JOUW OPDRACHT: Hoeveel regels in de onderstaande gegevens bevatten het woord "stack"? Geef alleen dat getal.

OPDRACHTMATERIAAL:
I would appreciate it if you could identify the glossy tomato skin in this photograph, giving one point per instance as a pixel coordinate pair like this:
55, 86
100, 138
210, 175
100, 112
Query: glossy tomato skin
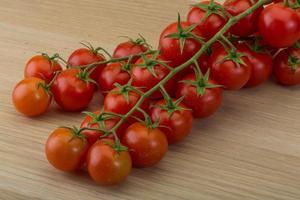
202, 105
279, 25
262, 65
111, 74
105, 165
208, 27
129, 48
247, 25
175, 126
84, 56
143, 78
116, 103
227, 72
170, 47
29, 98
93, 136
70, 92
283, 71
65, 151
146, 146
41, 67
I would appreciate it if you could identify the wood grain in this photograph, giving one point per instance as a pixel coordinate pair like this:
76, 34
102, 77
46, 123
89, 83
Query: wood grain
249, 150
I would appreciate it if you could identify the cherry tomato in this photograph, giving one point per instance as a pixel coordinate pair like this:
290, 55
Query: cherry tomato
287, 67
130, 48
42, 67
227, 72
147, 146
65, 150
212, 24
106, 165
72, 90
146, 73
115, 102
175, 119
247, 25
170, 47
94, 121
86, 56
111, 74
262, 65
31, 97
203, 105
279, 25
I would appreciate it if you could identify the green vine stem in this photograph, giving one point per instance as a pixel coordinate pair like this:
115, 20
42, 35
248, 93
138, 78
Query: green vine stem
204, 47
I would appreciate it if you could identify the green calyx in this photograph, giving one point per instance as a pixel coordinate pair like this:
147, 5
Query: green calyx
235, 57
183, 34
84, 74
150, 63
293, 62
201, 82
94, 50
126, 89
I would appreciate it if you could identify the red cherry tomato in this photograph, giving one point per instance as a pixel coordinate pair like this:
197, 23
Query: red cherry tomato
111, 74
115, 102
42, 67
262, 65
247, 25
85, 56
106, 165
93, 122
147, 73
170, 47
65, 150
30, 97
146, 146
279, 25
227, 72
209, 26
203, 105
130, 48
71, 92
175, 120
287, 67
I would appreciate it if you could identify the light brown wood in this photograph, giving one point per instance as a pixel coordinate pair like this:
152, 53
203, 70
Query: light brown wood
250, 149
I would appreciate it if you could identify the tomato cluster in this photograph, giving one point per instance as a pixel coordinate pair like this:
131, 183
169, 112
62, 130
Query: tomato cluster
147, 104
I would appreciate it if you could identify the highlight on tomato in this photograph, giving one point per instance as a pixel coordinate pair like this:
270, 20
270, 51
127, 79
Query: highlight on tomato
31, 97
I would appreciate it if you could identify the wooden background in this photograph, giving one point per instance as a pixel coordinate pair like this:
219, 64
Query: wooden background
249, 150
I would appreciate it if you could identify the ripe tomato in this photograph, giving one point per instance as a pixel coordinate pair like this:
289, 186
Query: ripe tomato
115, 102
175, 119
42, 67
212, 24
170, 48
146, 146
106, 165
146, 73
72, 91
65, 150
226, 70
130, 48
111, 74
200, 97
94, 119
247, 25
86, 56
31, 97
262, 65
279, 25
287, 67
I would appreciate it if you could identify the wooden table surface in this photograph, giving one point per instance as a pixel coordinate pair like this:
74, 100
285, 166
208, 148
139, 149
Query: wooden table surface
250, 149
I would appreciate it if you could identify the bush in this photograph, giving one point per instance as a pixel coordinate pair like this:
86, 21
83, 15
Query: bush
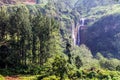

---

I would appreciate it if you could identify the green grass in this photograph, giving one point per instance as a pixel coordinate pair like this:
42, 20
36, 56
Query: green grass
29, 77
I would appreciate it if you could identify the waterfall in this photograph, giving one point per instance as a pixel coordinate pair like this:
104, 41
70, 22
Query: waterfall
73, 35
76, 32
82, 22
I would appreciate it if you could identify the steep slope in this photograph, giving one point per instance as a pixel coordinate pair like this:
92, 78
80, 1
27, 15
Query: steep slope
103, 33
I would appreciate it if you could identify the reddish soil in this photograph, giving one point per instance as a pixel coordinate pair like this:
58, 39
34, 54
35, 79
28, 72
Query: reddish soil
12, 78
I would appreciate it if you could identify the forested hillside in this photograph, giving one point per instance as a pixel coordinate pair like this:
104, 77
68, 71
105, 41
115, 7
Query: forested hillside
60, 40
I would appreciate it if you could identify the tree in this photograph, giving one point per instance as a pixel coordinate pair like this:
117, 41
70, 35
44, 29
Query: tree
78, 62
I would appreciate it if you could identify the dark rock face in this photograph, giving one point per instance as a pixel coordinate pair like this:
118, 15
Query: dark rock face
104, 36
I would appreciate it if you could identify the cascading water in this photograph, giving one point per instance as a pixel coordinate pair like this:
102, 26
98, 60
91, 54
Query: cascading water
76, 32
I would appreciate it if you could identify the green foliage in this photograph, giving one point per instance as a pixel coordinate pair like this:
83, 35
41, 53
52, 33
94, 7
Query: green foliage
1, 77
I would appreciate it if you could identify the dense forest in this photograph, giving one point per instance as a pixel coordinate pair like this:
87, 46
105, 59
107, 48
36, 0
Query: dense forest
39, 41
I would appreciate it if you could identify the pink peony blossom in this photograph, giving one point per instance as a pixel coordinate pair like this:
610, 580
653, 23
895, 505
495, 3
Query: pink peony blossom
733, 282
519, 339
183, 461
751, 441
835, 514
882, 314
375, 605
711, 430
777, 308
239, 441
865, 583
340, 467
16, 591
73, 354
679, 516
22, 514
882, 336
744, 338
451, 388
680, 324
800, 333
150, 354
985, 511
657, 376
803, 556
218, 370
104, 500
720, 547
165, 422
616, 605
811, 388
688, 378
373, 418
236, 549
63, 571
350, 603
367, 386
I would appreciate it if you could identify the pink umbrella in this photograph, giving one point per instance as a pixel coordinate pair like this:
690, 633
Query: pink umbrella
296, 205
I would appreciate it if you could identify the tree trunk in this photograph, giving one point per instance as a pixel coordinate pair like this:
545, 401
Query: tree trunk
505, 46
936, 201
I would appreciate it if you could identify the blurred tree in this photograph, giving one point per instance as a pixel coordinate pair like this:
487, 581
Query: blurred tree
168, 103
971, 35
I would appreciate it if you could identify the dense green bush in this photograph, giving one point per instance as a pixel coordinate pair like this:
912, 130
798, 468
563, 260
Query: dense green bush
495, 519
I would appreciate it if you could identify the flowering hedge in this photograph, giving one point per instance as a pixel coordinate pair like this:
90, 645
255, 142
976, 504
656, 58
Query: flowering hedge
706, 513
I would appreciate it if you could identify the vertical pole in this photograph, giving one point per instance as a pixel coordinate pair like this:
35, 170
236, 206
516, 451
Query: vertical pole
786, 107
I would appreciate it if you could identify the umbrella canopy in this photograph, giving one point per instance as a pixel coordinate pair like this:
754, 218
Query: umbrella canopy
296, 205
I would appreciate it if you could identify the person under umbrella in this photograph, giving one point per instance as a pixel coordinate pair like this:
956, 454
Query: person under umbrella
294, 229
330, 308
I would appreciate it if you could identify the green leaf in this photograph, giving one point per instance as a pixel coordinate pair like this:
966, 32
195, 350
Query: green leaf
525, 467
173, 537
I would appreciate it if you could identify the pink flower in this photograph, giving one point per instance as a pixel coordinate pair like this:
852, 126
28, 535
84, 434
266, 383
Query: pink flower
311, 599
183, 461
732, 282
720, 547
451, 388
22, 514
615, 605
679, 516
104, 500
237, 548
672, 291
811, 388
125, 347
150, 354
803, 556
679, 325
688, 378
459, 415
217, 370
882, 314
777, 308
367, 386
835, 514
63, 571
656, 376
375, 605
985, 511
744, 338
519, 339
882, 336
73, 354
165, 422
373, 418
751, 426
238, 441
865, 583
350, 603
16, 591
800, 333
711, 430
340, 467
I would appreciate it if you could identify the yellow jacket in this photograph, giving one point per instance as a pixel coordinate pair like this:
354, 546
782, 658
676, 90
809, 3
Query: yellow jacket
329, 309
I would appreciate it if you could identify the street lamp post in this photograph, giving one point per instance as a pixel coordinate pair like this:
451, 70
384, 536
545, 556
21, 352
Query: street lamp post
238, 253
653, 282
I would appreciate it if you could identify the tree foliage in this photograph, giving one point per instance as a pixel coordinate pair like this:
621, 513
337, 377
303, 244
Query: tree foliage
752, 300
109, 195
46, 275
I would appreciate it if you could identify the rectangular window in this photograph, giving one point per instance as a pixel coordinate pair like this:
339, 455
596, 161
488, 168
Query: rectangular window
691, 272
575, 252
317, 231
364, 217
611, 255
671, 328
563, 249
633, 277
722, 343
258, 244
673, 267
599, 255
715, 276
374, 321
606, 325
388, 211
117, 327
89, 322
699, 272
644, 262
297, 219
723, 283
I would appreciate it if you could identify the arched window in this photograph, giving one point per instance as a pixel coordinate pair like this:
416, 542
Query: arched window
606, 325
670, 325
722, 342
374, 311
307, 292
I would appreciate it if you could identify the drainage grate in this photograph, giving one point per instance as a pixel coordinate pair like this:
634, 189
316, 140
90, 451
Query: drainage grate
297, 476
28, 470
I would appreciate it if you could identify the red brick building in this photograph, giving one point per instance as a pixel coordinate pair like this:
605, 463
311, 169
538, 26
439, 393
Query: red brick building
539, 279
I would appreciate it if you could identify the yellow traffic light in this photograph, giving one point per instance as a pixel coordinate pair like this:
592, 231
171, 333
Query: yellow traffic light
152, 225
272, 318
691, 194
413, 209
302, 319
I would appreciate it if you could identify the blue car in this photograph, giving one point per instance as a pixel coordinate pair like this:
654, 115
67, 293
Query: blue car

==

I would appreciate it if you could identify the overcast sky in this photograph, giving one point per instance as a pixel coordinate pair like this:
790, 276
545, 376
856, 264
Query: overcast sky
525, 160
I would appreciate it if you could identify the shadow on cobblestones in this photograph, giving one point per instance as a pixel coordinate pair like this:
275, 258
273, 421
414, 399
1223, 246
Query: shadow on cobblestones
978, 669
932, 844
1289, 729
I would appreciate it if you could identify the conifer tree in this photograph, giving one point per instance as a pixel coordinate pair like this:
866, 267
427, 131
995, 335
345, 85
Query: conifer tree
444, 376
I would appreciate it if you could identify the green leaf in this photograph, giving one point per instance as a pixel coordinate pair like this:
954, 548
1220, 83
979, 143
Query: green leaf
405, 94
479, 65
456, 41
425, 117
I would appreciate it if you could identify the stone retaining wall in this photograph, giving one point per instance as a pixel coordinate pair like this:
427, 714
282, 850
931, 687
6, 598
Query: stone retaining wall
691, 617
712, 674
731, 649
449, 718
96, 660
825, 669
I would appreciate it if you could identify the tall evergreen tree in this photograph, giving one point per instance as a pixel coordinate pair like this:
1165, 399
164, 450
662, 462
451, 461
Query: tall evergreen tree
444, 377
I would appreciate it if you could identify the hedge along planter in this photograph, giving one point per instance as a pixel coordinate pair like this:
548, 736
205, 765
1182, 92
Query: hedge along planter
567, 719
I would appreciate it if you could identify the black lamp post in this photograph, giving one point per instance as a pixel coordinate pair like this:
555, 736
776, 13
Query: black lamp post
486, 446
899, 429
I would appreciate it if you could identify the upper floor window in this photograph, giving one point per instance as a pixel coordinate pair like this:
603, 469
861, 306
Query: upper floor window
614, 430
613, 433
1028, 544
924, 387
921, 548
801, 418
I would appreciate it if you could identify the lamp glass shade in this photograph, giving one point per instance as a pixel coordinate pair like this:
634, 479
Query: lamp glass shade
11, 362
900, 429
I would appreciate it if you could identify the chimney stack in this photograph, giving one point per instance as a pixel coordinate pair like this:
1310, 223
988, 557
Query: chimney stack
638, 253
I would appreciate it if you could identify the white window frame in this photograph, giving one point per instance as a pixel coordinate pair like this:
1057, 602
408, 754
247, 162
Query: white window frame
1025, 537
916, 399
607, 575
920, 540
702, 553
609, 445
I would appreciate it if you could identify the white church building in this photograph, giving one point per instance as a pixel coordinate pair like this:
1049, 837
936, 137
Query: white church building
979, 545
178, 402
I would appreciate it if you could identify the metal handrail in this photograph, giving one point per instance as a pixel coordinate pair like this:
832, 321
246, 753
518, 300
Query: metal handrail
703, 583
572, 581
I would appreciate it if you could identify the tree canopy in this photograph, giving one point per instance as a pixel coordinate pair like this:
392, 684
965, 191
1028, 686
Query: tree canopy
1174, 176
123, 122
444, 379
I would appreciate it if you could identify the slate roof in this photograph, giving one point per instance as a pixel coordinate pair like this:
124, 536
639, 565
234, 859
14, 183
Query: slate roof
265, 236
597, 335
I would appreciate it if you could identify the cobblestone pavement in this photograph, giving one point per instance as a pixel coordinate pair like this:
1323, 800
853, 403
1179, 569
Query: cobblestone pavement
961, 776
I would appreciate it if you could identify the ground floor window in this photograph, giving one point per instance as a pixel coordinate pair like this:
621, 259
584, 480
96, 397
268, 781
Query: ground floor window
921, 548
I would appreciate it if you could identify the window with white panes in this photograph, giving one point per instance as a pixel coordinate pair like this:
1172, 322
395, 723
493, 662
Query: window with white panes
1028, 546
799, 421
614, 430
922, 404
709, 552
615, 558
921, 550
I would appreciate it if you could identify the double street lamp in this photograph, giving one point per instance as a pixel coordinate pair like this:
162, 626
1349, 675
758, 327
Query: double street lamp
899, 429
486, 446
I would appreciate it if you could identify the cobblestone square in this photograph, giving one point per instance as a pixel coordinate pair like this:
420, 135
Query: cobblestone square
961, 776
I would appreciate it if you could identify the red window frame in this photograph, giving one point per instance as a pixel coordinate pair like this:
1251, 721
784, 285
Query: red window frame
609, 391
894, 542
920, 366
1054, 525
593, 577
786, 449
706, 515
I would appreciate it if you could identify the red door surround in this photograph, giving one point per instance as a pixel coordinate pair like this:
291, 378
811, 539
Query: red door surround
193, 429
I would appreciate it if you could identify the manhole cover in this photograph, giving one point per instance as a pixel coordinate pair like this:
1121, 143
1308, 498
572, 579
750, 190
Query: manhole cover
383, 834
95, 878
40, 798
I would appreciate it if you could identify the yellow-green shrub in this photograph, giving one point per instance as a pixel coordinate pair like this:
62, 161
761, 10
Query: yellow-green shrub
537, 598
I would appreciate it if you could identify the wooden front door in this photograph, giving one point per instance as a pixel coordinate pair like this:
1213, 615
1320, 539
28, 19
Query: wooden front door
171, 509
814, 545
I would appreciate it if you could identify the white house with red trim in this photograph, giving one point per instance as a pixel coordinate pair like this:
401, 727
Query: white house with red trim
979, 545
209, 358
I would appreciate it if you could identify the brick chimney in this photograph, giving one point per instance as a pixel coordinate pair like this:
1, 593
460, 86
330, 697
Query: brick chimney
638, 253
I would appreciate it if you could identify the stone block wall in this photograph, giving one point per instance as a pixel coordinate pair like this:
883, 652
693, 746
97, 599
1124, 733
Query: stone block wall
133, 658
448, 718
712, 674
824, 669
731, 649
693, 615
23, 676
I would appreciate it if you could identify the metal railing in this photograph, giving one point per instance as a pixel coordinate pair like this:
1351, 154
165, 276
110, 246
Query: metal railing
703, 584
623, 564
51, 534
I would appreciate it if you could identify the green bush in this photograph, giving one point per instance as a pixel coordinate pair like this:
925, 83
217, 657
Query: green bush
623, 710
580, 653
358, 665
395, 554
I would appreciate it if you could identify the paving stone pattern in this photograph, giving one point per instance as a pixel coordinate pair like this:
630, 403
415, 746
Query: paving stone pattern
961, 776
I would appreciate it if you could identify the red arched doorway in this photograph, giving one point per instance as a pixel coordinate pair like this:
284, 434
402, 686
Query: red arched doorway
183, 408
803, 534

RESULTAAT OEFENING: 2